### Goal
Count the lines in the data below that contain the string "patch", treating uppercase and lowercase as different, and give only that number.

### Information given
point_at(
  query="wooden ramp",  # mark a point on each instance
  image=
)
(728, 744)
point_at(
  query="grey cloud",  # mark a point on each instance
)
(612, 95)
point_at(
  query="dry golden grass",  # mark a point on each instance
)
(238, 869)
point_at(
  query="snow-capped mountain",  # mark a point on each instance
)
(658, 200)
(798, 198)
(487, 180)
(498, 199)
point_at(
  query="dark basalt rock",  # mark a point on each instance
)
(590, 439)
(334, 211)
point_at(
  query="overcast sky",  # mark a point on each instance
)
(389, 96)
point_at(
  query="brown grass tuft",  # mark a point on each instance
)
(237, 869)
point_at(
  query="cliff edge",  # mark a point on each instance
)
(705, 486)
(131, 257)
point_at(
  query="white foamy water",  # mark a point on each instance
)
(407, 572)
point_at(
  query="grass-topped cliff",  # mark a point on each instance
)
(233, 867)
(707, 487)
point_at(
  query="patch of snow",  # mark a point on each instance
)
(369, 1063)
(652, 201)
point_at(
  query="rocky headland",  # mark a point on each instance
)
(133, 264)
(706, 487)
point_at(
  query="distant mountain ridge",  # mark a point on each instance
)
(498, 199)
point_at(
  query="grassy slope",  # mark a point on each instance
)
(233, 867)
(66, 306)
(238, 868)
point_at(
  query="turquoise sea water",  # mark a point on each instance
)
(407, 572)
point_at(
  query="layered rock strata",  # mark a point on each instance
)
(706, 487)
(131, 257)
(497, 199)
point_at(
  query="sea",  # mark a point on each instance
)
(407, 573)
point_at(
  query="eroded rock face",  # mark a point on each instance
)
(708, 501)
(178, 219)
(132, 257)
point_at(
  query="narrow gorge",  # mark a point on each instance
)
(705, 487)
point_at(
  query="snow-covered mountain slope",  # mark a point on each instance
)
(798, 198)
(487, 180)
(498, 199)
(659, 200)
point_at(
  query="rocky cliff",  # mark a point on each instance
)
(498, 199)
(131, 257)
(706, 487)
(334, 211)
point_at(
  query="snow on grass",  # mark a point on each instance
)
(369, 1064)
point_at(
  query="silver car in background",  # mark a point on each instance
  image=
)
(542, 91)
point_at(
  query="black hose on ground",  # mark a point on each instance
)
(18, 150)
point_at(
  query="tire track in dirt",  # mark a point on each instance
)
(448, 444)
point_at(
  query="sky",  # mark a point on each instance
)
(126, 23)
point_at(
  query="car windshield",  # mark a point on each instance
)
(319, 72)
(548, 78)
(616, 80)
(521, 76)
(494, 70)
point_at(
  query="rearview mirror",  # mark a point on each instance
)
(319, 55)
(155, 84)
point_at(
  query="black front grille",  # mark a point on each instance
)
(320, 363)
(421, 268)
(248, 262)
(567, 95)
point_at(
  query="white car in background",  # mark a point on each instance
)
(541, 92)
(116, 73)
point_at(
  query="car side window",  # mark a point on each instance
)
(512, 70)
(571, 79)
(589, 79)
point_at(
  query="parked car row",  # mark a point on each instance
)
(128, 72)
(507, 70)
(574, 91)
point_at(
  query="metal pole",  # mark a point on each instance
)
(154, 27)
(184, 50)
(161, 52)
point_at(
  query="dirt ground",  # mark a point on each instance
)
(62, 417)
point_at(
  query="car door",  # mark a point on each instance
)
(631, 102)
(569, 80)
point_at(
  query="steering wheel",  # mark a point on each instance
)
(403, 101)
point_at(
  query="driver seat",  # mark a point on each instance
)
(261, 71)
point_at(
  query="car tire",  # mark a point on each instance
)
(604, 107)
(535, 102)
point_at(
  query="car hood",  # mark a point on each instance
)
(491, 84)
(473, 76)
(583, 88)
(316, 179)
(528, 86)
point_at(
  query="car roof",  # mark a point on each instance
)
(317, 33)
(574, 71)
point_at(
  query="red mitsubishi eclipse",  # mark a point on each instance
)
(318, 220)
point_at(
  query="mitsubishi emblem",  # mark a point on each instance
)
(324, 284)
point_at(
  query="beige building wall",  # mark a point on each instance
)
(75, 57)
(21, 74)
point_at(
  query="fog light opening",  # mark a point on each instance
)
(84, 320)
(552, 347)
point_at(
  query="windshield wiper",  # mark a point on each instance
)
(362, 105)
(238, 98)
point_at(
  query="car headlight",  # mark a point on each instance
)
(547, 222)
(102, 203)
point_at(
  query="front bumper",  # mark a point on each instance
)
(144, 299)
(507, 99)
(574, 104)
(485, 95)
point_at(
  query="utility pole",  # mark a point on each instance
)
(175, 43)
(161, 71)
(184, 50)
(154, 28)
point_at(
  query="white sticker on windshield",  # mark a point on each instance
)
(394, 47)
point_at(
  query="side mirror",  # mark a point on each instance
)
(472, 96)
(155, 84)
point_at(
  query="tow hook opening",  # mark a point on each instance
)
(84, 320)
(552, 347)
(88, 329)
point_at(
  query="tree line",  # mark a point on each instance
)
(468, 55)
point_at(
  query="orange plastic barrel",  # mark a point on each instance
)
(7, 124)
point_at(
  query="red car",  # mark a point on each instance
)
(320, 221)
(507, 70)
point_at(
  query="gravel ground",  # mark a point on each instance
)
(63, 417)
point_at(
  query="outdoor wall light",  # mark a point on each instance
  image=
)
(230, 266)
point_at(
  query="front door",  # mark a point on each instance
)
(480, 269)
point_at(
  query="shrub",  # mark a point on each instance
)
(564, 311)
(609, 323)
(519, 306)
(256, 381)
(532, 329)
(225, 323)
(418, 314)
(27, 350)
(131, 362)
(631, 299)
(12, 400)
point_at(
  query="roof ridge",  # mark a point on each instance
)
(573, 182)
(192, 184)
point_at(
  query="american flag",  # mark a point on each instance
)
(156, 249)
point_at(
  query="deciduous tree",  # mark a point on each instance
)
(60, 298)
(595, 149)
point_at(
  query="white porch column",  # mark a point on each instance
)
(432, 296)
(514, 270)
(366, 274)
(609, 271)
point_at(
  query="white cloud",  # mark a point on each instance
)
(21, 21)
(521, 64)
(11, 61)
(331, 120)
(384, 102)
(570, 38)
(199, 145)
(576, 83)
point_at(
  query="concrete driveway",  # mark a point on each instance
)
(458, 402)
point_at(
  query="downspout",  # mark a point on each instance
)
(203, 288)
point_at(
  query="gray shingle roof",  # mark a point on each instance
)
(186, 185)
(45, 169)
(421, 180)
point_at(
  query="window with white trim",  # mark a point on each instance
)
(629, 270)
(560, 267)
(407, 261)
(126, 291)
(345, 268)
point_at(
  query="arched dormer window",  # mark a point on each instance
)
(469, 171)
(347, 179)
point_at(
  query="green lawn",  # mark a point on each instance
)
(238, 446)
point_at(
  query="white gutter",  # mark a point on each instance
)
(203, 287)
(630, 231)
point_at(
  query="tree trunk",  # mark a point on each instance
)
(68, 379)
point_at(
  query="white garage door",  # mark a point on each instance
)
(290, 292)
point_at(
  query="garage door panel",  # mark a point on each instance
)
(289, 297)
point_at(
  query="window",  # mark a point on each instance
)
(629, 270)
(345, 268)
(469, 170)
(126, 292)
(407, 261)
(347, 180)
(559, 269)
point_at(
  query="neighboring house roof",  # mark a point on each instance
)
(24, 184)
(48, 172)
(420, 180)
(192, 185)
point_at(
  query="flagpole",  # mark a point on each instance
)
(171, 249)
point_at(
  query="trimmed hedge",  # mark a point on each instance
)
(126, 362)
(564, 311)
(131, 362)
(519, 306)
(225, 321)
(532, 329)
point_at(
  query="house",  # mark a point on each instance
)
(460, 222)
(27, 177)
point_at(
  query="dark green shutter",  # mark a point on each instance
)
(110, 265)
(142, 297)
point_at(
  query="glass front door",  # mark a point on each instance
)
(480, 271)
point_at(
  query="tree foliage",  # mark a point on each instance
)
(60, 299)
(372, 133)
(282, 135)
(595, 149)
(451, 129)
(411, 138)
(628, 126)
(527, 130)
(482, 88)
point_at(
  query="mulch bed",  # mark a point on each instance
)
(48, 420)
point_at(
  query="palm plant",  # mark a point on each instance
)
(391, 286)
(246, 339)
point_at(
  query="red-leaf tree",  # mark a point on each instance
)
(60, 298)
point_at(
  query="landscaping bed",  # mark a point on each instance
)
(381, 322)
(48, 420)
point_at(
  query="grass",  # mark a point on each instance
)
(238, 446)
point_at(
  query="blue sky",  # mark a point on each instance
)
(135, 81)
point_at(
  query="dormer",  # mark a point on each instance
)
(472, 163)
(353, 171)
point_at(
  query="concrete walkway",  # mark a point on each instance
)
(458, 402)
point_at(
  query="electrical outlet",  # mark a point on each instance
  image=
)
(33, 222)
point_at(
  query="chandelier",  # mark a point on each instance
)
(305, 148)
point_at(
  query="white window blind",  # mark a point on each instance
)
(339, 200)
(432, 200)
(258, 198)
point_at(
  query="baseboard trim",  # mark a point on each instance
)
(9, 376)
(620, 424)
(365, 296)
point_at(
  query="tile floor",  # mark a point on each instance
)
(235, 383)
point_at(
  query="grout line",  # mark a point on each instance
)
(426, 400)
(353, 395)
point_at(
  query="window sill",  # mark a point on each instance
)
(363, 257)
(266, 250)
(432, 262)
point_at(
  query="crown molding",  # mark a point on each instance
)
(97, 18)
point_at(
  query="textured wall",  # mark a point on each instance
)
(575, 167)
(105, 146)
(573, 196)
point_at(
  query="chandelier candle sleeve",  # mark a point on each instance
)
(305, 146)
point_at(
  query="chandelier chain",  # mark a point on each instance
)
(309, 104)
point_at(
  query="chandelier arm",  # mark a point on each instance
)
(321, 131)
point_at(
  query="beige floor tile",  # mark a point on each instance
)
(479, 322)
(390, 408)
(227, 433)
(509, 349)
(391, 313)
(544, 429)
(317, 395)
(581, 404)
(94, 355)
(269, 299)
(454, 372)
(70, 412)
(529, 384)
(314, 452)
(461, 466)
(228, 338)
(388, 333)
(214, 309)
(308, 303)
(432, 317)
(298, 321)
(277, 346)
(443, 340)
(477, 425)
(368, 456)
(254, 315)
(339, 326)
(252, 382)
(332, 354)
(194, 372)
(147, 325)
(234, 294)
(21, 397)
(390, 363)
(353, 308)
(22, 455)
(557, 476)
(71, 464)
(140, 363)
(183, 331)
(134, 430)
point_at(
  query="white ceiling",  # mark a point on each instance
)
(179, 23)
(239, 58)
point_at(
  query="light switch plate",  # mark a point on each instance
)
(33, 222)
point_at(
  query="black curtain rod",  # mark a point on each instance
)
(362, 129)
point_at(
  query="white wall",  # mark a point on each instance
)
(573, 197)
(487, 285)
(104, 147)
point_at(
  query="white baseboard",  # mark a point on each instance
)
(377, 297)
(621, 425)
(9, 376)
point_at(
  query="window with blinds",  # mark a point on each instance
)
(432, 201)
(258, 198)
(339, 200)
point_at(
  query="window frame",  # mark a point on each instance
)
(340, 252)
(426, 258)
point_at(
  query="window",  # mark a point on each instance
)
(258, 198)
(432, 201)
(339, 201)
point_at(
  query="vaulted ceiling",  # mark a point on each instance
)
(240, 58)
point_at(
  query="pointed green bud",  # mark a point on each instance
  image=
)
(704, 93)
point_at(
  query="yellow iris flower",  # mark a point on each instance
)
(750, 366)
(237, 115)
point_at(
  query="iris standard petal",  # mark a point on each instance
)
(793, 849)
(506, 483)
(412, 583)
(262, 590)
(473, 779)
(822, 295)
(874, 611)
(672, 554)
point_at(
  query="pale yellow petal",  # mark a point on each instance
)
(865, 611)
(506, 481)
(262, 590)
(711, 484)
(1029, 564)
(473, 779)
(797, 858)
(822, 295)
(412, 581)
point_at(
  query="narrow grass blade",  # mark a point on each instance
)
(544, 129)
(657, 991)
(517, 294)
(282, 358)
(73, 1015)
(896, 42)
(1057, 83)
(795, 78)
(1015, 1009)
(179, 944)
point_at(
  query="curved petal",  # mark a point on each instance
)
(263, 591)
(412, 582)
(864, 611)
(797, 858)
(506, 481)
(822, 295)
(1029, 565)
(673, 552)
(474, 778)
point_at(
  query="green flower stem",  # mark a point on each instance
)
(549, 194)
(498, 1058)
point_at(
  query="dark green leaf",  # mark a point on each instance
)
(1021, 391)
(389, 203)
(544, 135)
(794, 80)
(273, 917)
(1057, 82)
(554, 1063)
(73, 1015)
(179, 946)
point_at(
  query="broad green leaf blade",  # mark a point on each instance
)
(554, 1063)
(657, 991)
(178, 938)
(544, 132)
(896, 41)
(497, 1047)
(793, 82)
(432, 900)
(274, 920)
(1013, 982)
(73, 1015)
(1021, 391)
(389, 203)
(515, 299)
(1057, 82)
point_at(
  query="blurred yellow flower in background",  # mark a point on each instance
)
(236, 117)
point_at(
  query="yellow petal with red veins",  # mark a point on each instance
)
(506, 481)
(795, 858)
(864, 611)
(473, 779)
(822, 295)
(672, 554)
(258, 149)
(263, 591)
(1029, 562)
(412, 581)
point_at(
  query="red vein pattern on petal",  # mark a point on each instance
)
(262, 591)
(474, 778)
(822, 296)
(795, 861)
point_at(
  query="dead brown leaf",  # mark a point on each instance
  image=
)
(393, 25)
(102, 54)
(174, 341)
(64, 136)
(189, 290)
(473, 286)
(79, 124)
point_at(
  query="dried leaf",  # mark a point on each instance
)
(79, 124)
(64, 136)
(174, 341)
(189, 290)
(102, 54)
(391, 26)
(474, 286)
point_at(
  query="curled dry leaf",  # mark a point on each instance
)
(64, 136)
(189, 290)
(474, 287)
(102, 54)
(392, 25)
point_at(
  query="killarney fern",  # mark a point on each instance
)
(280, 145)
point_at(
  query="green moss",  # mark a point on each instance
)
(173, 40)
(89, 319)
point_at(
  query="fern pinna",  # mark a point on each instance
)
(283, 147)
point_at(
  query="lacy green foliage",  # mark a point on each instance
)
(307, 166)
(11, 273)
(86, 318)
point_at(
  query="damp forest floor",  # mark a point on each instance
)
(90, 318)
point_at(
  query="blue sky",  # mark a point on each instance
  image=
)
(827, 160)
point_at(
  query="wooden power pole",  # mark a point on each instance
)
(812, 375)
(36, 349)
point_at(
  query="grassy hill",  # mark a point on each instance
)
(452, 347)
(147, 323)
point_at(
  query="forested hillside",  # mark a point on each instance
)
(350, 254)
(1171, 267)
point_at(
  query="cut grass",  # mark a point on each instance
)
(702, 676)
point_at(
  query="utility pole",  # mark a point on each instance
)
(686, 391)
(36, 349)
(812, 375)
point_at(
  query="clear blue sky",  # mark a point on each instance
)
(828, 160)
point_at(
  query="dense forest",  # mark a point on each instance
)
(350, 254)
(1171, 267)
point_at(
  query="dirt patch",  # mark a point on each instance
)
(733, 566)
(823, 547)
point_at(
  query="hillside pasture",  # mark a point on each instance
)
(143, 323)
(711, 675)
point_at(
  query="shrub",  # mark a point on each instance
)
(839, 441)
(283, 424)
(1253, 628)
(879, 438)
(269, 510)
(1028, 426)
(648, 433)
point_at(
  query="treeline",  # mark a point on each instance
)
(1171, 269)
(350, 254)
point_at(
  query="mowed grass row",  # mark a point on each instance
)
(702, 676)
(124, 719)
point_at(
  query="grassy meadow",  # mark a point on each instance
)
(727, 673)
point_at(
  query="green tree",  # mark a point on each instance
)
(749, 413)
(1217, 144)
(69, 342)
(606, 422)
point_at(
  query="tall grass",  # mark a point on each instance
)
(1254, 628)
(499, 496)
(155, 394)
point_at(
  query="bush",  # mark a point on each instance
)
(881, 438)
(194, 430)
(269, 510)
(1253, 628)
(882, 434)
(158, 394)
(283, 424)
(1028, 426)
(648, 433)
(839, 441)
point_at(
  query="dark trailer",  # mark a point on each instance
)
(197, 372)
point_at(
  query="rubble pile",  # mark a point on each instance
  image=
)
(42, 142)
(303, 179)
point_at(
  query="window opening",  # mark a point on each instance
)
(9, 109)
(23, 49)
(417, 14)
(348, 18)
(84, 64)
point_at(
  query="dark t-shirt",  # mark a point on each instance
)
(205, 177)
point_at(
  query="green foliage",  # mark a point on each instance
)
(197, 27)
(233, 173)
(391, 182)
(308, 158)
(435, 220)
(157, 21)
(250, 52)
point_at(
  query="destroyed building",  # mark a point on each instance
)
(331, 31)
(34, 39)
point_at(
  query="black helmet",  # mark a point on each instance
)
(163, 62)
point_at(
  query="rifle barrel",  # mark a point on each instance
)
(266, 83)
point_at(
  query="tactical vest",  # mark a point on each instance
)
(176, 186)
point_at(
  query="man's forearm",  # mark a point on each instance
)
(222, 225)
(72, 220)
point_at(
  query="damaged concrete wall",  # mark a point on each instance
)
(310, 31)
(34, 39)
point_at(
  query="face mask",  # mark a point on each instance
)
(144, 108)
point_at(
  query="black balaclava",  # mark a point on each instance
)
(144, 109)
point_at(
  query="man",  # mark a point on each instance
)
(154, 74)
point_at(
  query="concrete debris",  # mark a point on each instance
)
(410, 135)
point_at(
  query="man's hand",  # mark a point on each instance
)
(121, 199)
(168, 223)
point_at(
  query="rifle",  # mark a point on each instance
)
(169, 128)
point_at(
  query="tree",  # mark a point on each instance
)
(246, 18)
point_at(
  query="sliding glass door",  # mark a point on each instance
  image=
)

### Solution below
2